[Data Boundary: Start]

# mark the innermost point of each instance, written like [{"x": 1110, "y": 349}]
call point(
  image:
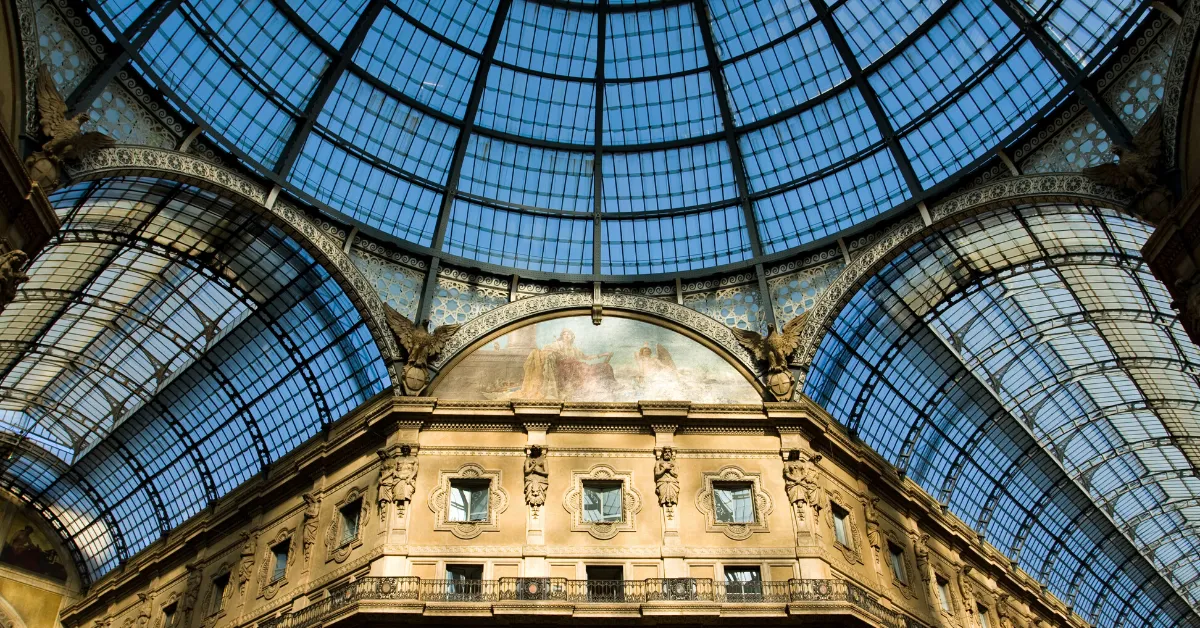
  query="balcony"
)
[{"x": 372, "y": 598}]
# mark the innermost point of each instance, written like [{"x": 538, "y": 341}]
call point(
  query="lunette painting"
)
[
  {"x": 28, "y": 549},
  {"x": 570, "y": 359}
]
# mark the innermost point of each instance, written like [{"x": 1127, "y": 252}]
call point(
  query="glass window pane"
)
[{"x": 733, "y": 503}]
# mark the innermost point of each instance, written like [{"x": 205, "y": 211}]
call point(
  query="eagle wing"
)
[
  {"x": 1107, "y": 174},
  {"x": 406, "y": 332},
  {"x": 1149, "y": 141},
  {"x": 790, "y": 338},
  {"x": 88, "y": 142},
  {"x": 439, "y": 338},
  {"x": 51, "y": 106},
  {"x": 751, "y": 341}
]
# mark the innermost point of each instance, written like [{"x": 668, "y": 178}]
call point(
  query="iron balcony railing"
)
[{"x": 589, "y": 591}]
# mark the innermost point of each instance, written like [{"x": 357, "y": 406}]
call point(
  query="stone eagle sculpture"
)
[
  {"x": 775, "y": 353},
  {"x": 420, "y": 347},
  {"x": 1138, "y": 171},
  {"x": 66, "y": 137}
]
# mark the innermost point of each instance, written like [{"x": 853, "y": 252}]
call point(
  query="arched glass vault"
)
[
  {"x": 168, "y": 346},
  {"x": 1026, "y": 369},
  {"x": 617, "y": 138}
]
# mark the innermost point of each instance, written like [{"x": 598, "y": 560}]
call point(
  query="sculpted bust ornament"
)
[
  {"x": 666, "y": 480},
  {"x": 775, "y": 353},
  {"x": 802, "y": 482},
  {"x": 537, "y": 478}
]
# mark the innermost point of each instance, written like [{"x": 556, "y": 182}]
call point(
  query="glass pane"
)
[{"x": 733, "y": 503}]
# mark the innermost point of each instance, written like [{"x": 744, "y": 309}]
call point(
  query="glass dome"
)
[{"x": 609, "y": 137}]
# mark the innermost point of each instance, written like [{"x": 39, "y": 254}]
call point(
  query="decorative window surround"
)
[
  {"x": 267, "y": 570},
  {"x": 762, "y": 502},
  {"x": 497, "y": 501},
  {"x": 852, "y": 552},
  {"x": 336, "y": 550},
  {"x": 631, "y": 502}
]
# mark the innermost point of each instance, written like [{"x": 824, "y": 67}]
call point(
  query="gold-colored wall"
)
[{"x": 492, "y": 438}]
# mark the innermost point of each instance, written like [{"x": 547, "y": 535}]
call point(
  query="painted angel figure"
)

[Data Boundary: End]

◆ **Activity**
Word-for-word output of every record is needed, with images omitted.

◆ **Task output**
# mark the innermost point of each instance, written like [{"x": 1110, "y": 349}]
call point(
  image:
  query="balcony"
)
[{"x": 372, "y": 598}]
# mark the innermost point of each instance, written like [{"x": 538, "y": 341}]
call point(
  query="lunette painting"
)
[
  {"x": 28, "y": 549},
  {"x": 570, "y": 359}
]
# mark the innermost point of each instance, written like [{"x": 1127, "y": 252}]
call point(
  query="glass window pane"
)
[{"x": 733, "y": 503}]
# mark the innermost point of each instance, written like [{"x": 205, "y": 211}]
call point(
  query="eagle wing"
)
[
  {"x": 1107, "y": 174},
  {"x": 406, "y": 332},
  {"x": 1149, "y": 141},
  {"x": 790, "y": 338},
  {"x": 88, "y": 142},
  {"x": 439, "y": 338},
  {"x": 51, "y": 106},
  {"x": 751, "y": 341}
]
# mark the innermost point of each instance, written like [{"x": 668, "y": 178}]
call point(
  query="iron balcony railing"
)
[{"x": 589, "y": 591}]
# mark the innermost point of each instance, written like [{"x": 357, "y": 406}]
call point(
  query="stone eagle sculpture"
)
[
  {"x": 775, "y": 353},
  {"x": 420, "y": 347},
  {"x": 1138, "y": 171},
  {"x": 66, "y": 137}
]
# mark the innermost point of each instance, written like [{"x": 853, "y": 252}]
call point(
  query="arched glass vault"
)
[
  {"x": 168, "y": 346},
  {"x": 1026, "y": 369},
  {"x": 617, "y": 138}
]
# mark the innermost point of each instance, written like [{"x": 598, "y": 560}]
call point(
  query="sculpted bust ornament"
)
[
  {"x": 666, "y": 480},
  {"x": 775, "y": 353},
  {"x": 802, "y": 482},
  {"x": 537, "y": 478}
]
# mark the innermost point of each instance, written like [{"x": 556, "y": 182}]
call point(
  query="glass pane"
)
[{"x": 733, "y": 503}]
# mark the innermost point of each instance, written like [{"x": 744, "y": 309}]
call point(
  query="glass dome"
)
[{"x": 609, "y": 137}]
# mark the innermost point of each instance, written like [{"x": 39, "y": 254}]
call point(
  query="decorative window surround"
)
[
  {"x": 267, "y": 570},
  {"x": 762, "y": 502},
  {"x": 497, "y": 501},
  {"x": 852, "y": 552},
  {"x": 336, "y": 550},
  {"x": 631, "y": 502}
]
# mark the innermost point of each instance, written like [{"x": 824, "y": 67}]
call point(
  query="gold-colored wall"
)
[{"x": 492, "y": 438}]
# mark the innermost point of each instance, written like [{"x": 547, "y": 535}]
call point(
  query="painted angel figure"
)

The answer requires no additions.